*Work required*. Render each line of the listing below as one string in a JSON list, skipping blank lines and omitting the pictures.

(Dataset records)
-*-*-

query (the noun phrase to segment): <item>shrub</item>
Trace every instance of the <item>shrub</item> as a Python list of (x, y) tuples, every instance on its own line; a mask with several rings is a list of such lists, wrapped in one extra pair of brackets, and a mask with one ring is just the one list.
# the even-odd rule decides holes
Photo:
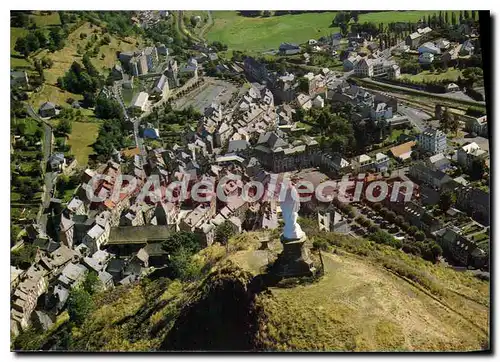
[(92, 297), (84, 289), (71, 290), (68, 298), (68, 314), (70, 321), (81, 325), (92, 310)]
[(313, 247), (316, 250), (327, 251), (328, 250), (328, 245), (329, 245), (328, 241), (325, 240), (325, 239), (322, 239), (322, 238), (316, 238), (313, 241)]
[(408, 234), (410, 235), (415, 235), (416, 233), (418, 232), (418, 228), (416, 226), (410, 226), (410, 228), (408, 229)]
[(414, 236), (418, 241), (423, 241), (425, 239), (425, 234), (423, 231), (417, 231)]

-*-*-

*Solution for this problem*.
[
  "query (the noun phrase to segment): <item>shrub</item>",
  "Trace every instance of the <item>shrub</item> as a Python list of (x, y) tuples, every instance on its own line; a mask with several rings is a list of such lists, wrapped in one extra pair of brackets, and a mask with one ring is just the one list.",
  "# the even-odd rule decides holes",
  "Photo:",
  "[(92, 297), (84, 289), (71, 290), (68, 298), (68, 314), (70, 321), (81, 325), (92, 310)]",
  "[(313, 247), (316, 250), (327, 251), (328, 250), (328, 245), (329, 245), (328, 241), (325, 240), (325, 239), (322, 239), (322, 238), (316, 238), (313, 241)]",
  "[(408, 234), (410, 235), (415, 235), (416, 233), (418, 232), (418, 228), (416, 226), (410, 226), (410, 228), (408, 229)]",
  "[(414, 236), (418, 241), (423, 241), (425, 239), (425, 234), (423, 231), (417, 231)]"
]